> _SHORT EXERCISE_
Return the passage of the bike identification thread between "## dfa242 (May" and "it's... umm... rare!", inclusive, copied word for word.

> _EXTRACTED TEXT_
● ● ●

# What's this one guys??



## danny7147 (May 22, 2012)

Now I'm good with English bikes, but I've been trying to help ID this and it's beating me... any clues??

http://cgi.ebay.co.uk/ws/eBayISAPI.dll?ViewItem&item=170846514760&ssPageName=ADME:X:RTQ:GB:1123


----------



## OldRider (May 22, 2012)

I have no idea what it is but thats a helluva tank you could fit between those bars!


----------



## vincev (May 22, 2012)

I like it!


----------



## dfa242 (May 22, 2012)

Let's call it cool & crusty.


----------



## danny7147 (May 22, 2012)

This is the problem... everyone loves it, but what the hell is it? :-/

It's got a very Rudge looking rear end... especially 1920's models... but it's got Phillips type brakes which Rudge didn't use... there are no frame numbers or identification marks, which means it's... umm... rare!

Now, apparently the Thai's are crawling all over this, which from a UK sellers point of view means it's a VERY rare English bike, and they're offering silly money. So come on guys, help me out... what is it???


----------



## bikewhorder (May 22, 2012)

looks like some sort of British military concoction to me.


----------



## danny7147 (May 23, 2012)

Oh... I've given myself a headache. Right!!! Now tell me this doesn't look seriously similar...





Ebay bike...




1933 BSA Trichrome Special.

It's got a different trigger and light... but that's a seriously close match...


----------



## jpromo (May 23, 2012)

OldRider said:


> I have no idea what it is but thats a helluva tank you could fit between those bars!




English bikes didn't have a need for tanks.. that spacing is for the minibar :o


----------



## danny7147 (May 23, 2012)

jpromo said:


> English bikes didn't have a need for tanks.. that spacing is for the minibar :o




How dare you accuse English people of needing to take vast quantities of alcohol with us wherever we go... I'm offended. What's the point in us carting around an entire minibar when you could fit an entire crate of whisky in there?

● ● ●

> _DATASET_
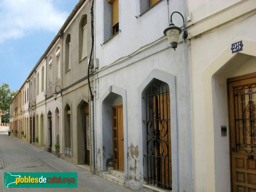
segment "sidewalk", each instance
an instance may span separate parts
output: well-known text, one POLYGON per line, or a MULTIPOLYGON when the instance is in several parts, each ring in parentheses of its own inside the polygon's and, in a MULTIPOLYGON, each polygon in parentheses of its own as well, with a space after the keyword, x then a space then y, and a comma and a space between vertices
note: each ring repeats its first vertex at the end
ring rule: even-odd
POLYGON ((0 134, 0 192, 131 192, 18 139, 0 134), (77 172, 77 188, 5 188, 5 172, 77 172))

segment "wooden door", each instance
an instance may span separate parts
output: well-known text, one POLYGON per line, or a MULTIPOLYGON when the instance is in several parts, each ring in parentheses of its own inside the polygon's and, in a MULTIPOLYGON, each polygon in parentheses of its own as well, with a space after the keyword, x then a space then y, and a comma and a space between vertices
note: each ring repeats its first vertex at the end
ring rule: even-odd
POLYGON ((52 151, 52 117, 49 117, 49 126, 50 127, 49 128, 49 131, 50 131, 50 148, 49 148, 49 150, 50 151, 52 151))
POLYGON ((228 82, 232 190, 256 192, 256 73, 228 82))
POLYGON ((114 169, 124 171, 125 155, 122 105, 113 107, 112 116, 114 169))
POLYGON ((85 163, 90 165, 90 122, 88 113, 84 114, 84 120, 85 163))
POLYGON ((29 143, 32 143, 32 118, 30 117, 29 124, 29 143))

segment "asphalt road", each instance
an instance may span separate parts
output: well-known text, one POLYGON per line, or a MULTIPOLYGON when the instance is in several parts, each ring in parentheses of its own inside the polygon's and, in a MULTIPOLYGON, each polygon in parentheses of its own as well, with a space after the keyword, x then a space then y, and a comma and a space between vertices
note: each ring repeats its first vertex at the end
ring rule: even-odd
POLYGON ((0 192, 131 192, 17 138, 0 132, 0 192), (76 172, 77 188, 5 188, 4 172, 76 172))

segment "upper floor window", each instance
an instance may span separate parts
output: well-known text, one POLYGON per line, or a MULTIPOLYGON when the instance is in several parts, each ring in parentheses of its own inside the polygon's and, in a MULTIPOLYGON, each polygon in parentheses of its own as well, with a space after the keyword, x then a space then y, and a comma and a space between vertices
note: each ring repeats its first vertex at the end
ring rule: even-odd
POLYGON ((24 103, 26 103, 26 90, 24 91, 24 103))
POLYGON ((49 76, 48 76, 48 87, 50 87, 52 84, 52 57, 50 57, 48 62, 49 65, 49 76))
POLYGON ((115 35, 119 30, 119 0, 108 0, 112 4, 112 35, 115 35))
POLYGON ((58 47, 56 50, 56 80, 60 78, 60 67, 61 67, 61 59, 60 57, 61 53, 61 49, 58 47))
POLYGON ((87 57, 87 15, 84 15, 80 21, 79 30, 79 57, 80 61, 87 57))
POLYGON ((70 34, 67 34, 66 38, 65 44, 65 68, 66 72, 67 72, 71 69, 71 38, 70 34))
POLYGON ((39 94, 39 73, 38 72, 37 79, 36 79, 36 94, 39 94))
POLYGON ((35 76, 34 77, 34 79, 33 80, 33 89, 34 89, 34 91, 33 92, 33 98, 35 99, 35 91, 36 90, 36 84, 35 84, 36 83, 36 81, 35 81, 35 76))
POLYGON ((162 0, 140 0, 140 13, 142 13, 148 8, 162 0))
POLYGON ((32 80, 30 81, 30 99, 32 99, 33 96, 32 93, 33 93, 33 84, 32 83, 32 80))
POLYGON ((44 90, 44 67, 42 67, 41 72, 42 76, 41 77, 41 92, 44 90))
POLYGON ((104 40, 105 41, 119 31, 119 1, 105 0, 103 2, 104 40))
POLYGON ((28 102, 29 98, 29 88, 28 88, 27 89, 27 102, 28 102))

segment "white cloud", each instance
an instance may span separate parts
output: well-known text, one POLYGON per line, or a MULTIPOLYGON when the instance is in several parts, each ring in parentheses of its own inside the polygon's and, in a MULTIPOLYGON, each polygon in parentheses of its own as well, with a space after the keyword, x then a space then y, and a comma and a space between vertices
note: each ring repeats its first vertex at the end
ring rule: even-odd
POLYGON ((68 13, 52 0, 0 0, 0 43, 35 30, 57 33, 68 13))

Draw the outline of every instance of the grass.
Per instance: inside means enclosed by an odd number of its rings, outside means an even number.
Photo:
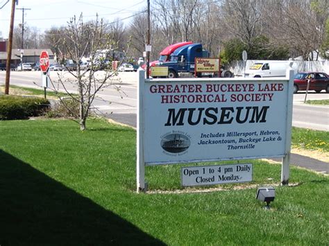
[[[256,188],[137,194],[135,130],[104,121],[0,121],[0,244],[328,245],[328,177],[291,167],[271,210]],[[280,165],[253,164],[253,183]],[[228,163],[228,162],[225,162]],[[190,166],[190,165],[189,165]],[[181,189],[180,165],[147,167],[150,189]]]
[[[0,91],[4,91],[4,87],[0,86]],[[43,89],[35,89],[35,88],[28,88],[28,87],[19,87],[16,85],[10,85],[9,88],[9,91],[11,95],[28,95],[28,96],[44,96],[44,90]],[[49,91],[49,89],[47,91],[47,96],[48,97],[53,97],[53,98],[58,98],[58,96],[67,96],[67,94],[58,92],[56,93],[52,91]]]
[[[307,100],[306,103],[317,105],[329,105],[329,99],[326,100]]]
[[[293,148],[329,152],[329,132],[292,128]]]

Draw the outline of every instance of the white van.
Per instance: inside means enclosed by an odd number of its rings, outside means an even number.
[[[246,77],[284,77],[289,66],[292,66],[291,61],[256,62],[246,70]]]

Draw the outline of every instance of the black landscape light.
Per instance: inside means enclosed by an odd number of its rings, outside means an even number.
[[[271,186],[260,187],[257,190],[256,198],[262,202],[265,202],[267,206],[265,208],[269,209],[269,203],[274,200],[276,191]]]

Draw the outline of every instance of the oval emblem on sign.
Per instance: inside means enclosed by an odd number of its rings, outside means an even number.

● ● ●

> _RESULT BELOW_
## dfa242 (May 22, 2012)

Let's call it cool & crusty.


----------



## danny7147 (May 22, 2012)

This is the problem... everyone loves it, but what the hell is it? :-/

It's got a very Rudge looking rear end... especially 1920's models... but it's got Phillips type brakes which Rudge didn't use... there are no frame numbers or identification marks, which means it's... umm... rare!